** Provided data **
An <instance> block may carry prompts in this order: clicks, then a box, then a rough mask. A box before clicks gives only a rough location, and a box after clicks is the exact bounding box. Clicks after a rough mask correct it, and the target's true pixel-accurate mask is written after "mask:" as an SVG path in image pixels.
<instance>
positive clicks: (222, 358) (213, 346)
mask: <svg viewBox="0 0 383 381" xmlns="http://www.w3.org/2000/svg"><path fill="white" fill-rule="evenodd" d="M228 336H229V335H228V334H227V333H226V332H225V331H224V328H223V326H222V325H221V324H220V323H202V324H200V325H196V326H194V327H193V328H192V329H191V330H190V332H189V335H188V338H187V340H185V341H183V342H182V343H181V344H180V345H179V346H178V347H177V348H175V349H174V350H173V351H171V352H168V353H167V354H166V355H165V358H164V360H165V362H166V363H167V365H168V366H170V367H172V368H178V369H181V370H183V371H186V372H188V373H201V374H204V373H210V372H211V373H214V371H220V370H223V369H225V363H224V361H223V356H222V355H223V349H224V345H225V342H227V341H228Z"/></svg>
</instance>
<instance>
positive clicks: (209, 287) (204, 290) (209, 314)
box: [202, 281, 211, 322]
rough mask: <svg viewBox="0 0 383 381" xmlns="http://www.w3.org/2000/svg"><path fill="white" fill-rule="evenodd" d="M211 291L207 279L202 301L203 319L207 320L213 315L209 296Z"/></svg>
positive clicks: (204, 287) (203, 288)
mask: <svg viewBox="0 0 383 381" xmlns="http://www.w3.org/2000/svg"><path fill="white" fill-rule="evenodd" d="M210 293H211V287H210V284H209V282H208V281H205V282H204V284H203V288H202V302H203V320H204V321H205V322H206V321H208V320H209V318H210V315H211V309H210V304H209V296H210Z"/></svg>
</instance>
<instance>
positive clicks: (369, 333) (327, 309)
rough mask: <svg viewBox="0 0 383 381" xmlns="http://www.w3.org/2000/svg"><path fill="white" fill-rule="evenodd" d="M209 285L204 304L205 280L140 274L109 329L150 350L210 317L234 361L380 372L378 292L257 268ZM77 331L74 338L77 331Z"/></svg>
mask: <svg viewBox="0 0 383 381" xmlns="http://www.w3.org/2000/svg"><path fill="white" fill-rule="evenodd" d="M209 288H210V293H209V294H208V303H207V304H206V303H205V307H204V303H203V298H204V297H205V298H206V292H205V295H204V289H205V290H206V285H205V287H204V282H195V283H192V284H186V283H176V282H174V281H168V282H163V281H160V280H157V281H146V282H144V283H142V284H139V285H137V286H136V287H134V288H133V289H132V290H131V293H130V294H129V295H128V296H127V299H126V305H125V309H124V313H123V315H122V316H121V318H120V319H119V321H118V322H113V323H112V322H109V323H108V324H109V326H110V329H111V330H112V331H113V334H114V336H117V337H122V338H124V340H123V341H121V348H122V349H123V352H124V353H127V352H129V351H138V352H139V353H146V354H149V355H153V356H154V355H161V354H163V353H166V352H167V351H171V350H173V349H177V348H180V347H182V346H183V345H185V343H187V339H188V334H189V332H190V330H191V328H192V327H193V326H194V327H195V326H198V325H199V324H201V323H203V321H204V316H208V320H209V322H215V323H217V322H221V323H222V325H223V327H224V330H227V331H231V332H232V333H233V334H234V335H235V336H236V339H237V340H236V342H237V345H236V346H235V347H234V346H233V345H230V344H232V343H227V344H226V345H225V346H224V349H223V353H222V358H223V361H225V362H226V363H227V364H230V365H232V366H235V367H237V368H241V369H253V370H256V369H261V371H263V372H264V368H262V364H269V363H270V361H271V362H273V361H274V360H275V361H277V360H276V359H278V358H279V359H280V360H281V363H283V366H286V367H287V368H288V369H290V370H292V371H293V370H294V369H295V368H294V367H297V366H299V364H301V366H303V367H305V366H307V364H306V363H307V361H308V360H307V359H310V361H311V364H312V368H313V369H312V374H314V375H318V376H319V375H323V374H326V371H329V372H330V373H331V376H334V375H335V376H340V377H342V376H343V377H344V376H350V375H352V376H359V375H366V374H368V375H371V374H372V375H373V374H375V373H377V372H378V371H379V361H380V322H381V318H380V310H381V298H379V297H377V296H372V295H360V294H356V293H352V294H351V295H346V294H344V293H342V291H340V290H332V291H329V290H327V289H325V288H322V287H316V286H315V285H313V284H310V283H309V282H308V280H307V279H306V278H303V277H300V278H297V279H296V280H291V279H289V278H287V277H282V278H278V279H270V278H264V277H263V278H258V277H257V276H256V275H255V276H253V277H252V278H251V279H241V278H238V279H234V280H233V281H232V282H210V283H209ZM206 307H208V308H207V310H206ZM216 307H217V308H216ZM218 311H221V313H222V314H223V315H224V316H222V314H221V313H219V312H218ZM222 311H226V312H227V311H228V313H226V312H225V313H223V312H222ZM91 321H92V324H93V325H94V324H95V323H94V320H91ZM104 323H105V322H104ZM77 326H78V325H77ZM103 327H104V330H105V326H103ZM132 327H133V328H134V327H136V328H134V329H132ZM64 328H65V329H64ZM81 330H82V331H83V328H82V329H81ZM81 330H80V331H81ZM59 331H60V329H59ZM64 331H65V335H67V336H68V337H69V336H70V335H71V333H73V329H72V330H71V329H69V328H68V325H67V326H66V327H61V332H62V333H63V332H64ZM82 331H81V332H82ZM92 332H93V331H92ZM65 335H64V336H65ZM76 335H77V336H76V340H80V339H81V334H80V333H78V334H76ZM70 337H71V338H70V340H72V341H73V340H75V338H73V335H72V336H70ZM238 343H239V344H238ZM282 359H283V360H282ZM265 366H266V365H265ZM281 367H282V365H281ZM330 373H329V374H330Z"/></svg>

** Your instructions **
Above are the records; print exactly the lines from the line with "291L207 279L202 301L203" to the line with "positive clicks: (369, 333) (327, 309)", including both, and nothing else.

** Worked solution **
rough mask: <svg viewBox="0 0 383 381" xmlns="http://www.w3.org/2000/svg"><path fill="white" fill-rule="evenodd" d="M211 291L207 279L202 301L203 319L207 320L213 315L209 296Z"/></svg>
positive clicks: (204, 287) (203, 288)
mask: <svg viewBox="0 0 383 381" xmlns="http://www.w3.org/2000/svg"><path fill="white" fill-rule="evenodd" d="M210 293H211V287H210V284H209V282H208V281H205V282H204V284H203V288H202V302H203V320H204V321H205V322H206V321H208V320H209V318H210V315H211V309H210V304H209V296H210Z"/></svg>
</instance>
<instance>
positive clicks: (369, 333) (327, 309)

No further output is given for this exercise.